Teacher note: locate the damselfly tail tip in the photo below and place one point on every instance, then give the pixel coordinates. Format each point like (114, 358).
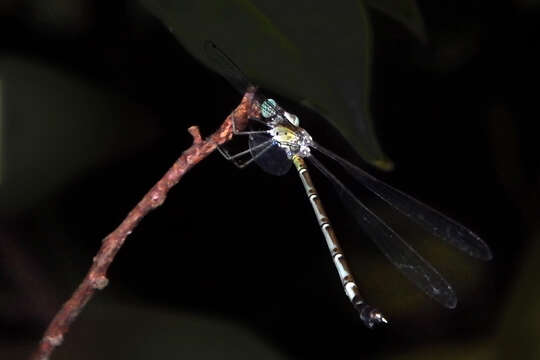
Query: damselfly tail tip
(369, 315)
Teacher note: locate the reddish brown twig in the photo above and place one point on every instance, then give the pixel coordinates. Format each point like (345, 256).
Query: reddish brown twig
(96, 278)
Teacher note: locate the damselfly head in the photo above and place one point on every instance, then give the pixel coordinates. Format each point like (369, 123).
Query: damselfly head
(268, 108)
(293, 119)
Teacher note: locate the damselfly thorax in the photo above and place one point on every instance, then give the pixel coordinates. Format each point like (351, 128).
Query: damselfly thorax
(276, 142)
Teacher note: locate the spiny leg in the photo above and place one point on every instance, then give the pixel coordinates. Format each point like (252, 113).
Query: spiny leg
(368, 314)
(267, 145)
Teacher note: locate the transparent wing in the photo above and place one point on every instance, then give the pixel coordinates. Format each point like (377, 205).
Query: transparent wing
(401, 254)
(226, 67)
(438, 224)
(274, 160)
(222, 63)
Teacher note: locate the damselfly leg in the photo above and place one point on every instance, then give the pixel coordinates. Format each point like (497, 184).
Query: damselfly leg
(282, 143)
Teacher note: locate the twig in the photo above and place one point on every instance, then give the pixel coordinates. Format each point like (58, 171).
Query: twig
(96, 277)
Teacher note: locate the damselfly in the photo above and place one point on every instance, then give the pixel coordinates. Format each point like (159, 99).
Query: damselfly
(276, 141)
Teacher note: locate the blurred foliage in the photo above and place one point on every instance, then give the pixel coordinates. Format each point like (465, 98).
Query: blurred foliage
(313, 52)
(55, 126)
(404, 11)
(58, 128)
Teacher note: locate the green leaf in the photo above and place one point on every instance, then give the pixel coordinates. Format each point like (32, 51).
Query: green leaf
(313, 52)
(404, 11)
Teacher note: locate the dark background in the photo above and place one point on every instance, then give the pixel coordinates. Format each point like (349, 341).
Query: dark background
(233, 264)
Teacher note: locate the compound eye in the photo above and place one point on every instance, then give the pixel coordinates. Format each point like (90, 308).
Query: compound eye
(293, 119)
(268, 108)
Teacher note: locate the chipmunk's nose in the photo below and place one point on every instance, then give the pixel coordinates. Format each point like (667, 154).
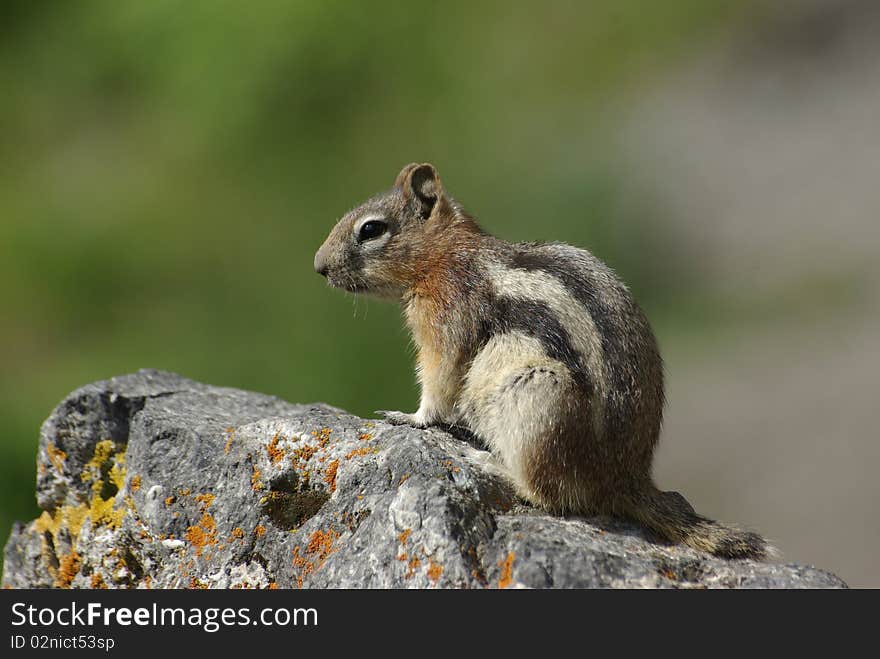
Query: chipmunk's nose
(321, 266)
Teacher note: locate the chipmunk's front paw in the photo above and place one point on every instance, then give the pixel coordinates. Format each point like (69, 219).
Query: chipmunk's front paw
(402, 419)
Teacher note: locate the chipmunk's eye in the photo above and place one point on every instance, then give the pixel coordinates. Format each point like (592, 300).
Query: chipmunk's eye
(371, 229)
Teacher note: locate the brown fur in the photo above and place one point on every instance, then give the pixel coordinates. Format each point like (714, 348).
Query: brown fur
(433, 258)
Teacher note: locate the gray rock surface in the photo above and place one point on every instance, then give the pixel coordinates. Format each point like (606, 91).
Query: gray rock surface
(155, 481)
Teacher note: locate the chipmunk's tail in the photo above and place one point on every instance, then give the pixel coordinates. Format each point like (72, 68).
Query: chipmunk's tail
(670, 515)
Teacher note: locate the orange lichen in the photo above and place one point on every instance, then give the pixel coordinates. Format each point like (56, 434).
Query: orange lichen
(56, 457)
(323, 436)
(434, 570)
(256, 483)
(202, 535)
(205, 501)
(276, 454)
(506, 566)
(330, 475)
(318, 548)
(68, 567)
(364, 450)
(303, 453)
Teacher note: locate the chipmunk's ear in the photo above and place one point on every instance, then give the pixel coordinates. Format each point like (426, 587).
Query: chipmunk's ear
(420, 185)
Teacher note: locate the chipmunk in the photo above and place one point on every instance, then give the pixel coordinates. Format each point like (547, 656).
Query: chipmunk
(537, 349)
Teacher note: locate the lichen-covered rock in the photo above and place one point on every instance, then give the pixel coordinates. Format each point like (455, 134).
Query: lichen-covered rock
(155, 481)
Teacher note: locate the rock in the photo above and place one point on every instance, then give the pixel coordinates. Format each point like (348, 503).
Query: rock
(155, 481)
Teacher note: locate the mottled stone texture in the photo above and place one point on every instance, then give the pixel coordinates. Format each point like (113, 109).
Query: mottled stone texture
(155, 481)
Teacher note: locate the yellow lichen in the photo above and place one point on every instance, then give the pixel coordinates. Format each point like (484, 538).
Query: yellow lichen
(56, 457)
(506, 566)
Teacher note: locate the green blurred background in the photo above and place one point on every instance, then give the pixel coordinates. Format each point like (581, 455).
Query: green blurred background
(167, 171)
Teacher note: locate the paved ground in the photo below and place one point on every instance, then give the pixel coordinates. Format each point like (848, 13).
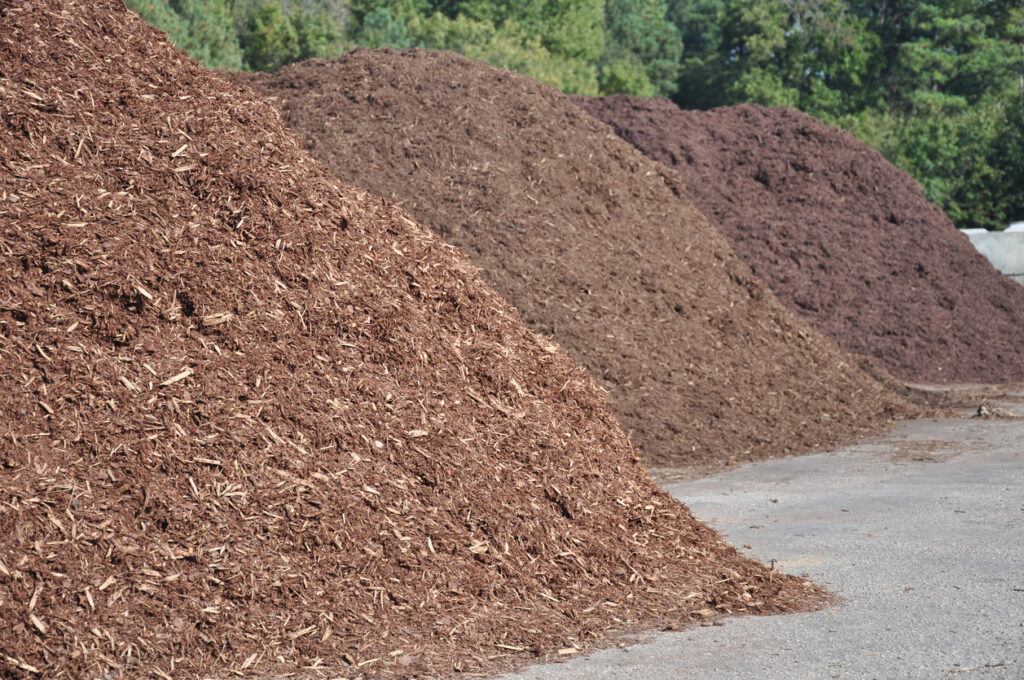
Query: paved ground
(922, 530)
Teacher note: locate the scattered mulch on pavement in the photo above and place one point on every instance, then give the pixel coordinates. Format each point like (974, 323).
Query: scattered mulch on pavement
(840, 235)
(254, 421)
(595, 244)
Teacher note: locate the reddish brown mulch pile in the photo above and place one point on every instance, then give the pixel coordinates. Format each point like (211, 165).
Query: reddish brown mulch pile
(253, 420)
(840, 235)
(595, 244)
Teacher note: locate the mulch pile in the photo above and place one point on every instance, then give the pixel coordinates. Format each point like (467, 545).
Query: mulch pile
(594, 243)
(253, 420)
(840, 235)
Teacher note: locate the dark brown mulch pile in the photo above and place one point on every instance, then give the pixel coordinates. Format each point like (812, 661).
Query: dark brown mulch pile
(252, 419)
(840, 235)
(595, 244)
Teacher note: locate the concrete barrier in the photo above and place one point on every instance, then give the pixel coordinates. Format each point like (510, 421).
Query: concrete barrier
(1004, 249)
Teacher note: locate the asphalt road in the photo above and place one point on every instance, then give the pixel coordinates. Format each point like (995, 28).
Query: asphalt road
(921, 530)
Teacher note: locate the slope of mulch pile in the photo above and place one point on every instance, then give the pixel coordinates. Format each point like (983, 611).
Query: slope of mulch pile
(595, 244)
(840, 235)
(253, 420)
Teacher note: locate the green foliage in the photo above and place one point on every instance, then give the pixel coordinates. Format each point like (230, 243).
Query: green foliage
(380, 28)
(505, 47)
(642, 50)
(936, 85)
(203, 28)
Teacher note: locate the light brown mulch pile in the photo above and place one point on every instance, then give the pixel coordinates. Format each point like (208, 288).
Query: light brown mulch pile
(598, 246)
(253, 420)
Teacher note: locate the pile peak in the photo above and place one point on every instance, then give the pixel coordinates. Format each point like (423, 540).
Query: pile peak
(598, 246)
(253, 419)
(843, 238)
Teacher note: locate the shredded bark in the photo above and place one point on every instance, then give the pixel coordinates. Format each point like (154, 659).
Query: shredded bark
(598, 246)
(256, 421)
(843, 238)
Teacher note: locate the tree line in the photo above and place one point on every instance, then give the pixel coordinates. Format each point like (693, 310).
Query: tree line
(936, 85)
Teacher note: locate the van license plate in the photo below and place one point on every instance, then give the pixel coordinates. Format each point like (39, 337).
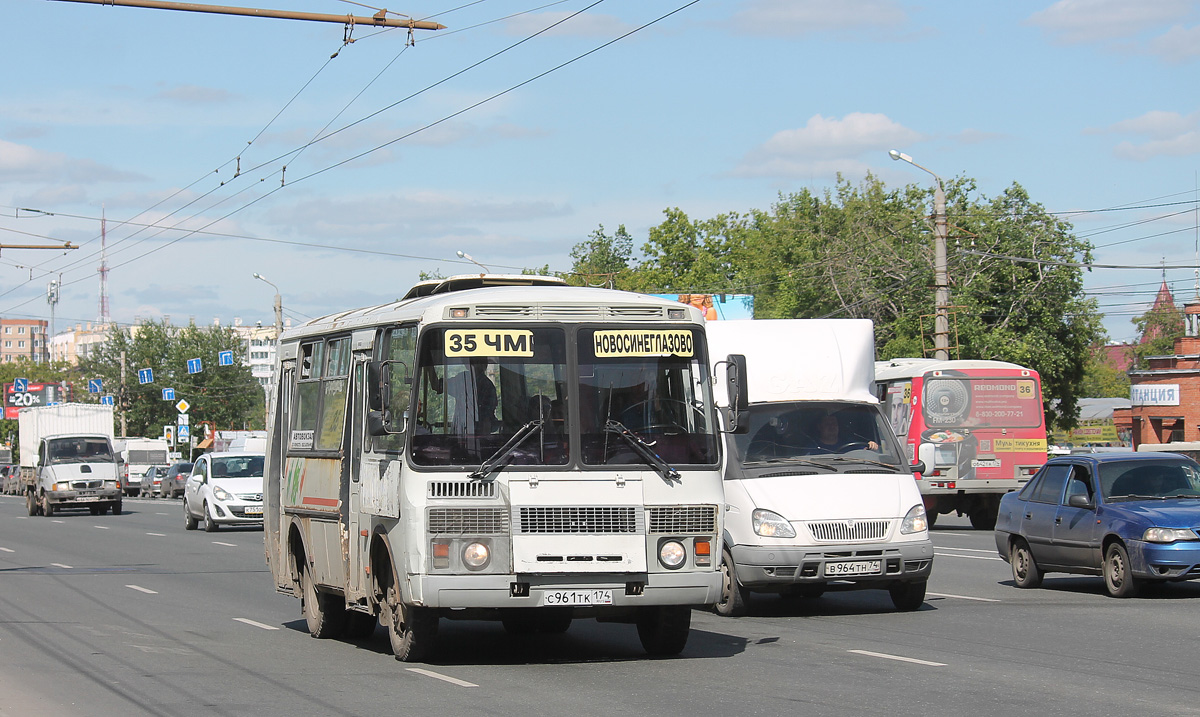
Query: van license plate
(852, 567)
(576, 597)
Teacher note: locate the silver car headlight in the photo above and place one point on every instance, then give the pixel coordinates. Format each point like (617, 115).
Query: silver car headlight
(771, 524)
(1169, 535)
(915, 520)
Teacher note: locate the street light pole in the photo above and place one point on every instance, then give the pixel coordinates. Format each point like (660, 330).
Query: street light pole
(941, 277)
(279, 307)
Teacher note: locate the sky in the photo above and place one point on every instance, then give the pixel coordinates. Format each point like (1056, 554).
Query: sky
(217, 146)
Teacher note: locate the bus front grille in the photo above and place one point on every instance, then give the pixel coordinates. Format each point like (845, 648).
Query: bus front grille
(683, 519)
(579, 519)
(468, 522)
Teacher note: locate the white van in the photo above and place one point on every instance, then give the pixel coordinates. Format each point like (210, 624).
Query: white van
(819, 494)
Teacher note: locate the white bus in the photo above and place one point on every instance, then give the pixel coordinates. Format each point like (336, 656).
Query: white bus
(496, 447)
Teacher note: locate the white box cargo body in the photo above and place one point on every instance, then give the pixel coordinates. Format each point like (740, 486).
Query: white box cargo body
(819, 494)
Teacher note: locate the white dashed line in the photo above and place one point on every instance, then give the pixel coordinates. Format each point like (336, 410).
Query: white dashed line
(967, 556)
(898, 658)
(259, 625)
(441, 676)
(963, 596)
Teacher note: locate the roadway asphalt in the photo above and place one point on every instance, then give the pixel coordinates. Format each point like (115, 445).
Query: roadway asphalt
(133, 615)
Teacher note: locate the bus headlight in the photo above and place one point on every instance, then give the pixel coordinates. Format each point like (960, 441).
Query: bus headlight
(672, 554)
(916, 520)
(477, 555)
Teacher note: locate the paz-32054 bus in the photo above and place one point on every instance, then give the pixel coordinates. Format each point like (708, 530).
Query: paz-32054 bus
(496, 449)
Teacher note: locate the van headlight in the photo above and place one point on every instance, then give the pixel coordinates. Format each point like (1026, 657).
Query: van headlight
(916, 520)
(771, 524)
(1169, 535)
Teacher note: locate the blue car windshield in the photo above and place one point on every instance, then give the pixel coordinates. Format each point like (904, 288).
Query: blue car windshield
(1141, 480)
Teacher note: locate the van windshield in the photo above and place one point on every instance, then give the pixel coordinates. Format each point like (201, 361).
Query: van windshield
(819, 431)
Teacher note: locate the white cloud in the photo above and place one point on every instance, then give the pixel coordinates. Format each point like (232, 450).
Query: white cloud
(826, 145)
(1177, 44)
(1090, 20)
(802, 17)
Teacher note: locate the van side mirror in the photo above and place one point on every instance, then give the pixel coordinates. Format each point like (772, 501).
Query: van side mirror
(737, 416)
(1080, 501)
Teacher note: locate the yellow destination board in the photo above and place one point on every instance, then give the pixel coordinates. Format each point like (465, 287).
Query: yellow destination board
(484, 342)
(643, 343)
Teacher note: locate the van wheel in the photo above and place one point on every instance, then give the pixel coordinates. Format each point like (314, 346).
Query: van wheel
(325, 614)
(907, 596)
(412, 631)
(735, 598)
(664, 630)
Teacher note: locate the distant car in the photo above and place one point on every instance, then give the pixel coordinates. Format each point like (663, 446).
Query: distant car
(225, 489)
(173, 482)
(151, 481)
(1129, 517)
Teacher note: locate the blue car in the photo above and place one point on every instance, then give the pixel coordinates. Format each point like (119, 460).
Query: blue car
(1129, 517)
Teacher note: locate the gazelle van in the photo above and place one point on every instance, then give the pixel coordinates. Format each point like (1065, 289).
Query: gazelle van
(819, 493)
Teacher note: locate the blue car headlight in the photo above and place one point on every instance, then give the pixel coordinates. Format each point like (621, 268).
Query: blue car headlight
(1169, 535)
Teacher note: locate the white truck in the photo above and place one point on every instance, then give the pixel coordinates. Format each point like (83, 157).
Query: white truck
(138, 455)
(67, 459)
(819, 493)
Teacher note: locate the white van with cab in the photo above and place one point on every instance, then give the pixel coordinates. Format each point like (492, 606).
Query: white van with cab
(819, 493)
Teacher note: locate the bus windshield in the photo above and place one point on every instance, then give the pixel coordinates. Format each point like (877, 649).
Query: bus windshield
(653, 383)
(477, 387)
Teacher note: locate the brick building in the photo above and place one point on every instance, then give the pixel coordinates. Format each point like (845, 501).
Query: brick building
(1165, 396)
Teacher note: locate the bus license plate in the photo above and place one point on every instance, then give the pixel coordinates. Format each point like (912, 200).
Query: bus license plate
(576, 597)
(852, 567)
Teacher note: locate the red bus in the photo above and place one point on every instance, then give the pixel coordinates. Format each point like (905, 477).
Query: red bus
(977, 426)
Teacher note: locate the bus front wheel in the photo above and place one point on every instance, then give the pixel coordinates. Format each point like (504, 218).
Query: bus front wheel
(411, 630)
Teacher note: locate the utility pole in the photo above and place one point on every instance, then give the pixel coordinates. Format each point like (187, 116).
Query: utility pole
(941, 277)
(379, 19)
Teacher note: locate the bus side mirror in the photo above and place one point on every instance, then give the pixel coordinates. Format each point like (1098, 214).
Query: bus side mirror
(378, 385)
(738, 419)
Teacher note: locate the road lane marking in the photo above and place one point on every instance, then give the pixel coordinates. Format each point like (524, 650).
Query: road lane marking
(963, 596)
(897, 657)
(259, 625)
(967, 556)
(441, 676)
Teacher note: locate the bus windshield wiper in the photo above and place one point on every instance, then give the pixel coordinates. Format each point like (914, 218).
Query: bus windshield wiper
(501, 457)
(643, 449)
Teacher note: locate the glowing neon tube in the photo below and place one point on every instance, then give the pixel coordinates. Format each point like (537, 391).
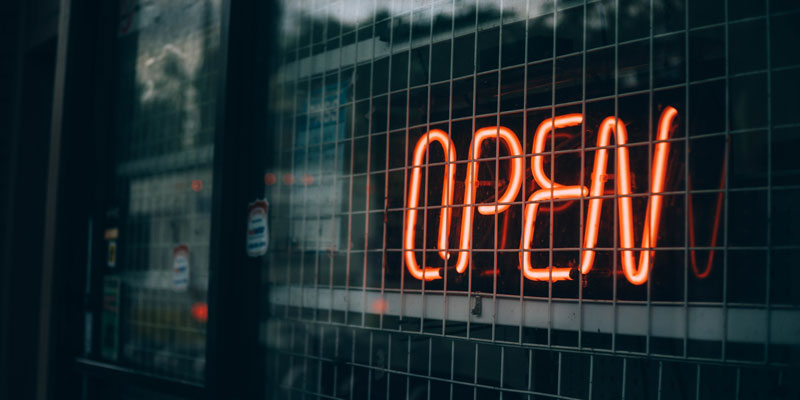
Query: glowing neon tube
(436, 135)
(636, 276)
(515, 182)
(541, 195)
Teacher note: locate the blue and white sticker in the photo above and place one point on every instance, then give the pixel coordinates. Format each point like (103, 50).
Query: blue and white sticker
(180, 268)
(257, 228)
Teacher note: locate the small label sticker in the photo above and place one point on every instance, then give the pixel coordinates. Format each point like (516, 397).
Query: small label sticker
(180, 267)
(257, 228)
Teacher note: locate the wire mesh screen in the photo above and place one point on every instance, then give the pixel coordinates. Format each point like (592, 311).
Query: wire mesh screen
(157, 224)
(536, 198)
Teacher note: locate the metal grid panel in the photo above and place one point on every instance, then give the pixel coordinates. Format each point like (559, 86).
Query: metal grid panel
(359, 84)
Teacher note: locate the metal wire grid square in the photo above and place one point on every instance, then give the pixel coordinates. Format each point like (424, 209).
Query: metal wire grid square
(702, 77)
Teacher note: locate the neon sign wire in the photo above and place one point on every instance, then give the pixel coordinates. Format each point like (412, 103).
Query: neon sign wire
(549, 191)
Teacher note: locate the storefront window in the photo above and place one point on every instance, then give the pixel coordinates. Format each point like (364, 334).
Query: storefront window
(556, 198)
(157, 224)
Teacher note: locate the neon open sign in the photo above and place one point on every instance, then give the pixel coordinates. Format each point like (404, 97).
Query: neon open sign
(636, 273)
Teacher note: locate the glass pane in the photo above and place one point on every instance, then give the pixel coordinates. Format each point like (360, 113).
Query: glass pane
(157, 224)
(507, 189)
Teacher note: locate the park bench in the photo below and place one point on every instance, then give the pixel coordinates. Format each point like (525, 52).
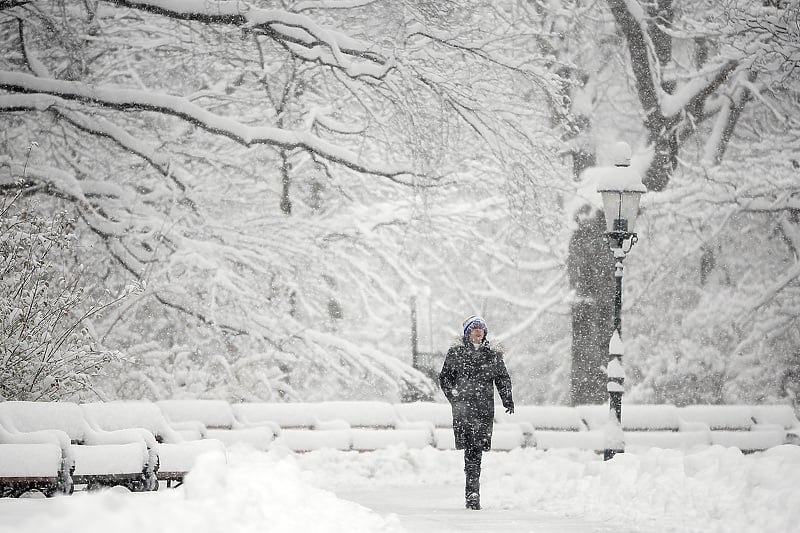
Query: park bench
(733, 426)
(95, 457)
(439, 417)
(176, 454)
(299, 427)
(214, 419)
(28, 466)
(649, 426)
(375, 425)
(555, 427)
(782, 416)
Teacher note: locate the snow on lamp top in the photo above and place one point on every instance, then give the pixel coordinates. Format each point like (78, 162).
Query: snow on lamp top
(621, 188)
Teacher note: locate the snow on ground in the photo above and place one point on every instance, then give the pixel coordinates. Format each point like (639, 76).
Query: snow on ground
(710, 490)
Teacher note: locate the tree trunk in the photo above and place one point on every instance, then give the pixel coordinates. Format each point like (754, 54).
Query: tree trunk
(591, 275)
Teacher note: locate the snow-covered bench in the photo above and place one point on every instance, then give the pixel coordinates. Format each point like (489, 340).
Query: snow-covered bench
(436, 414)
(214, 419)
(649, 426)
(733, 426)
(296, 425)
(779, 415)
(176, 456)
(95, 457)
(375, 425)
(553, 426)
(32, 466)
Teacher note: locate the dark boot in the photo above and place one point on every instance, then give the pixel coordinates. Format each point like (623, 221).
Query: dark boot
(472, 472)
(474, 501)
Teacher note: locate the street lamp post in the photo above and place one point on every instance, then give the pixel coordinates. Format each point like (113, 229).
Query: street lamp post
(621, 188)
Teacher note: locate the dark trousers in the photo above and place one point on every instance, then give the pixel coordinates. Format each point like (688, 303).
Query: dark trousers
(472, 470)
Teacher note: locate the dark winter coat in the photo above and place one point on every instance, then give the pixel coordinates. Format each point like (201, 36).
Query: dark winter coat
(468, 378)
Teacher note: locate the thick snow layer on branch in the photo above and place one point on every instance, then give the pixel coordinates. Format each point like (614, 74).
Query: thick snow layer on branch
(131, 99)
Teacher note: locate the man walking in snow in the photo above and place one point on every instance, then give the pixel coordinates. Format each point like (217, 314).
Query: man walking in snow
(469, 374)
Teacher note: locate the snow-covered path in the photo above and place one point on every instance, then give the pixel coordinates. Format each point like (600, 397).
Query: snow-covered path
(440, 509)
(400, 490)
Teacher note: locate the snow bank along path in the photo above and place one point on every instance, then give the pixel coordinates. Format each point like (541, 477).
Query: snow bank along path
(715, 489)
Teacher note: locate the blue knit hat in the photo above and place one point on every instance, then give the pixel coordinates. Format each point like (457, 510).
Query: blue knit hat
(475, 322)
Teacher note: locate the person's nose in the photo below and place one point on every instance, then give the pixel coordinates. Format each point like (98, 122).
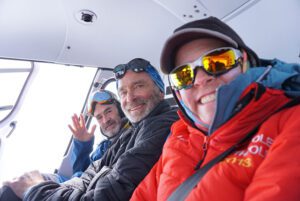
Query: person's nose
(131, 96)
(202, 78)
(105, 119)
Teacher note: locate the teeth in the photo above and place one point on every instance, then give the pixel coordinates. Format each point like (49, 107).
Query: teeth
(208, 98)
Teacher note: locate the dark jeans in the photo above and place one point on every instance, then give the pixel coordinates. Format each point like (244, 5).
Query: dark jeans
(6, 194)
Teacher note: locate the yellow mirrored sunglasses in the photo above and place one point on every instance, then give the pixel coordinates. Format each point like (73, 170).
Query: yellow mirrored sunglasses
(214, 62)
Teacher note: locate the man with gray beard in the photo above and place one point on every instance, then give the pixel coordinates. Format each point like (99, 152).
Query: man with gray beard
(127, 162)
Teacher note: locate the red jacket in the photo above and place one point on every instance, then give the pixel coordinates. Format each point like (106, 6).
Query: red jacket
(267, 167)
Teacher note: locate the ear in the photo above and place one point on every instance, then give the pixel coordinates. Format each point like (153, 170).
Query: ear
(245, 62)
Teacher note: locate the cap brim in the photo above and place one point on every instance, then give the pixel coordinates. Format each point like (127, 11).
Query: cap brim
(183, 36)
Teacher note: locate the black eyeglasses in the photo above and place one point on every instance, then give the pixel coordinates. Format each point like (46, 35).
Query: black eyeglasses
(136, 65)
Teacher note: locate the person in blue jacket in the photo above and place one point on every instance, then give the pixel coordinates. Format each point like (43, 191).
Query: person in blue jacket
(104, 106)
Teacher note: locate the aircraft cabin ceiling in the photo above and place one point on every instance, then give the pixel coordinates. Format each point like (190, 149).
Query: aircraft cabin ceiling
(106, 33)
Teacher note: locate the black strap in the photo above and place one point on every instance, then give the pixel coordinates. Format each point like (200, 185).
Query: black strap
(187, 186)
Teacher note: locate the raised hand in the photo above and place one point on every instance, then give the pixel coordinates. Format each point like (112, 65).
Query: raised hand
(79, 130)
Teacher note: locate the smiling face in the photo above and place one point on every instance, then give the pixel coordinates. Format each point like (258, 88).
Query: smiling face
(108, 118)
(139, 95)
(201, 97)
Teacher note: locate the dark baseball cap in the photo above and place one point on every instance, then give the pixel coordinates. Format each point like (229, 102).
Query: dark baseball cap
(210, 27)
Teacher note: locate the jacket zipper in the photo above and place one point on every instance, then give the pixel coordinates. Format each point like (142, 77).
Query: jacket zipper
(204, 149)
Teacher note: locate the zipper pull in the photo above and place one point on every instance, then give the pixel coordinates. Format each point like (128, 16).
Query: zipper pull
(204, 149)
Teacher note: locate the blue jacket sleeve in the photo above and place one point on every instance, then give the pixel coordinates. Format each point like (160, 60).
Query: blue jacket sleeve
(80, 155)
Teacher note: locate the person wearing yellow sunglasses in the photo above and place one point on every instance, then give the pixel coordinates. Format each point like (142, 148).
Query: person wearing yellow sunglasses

§ **TO DO**
Copy every line of the listing from the one containing "Teacher note: locate the dark baseball" through the last line, requests included, and add -132 to each number in the answer coordinates, leaving the requests and their format samples unchanged.

§ **ANSWER FOR THIS EXERCISE**
Teacher note: locate the dark baseball cap in the photo above and place one point on every instance, then give the pixel coordinates. Format each point like (229, 102).
Query: dark baseball cap
(78, -105)
Teacher note: locate the jacket zipper in the photo above and place one point on every instance, then give the pixel coordinates. Format each point like (142, 77).
Query: jacket zipper
(72, 17)
Teacher note: locate the zipper pull in the photo above and place one point on every instance, then give the pixel coordinates. Format each point like (128, 16).
Query: zipper pull
(72, 17)
Teacher note: locate the blue jacket sleeve in the photo above and place one point on every instance, then give the pixel coordinates. Format each point like (160, 60).
Query: blue jacket sleeve
(-52, 23)
Teacher note: locate the person wearing yellow sunglasses in the photo above and place one point on every instance, then give the pixel coordinates. Format each point like (142, 148).
Query: person wearing yellow sunglasses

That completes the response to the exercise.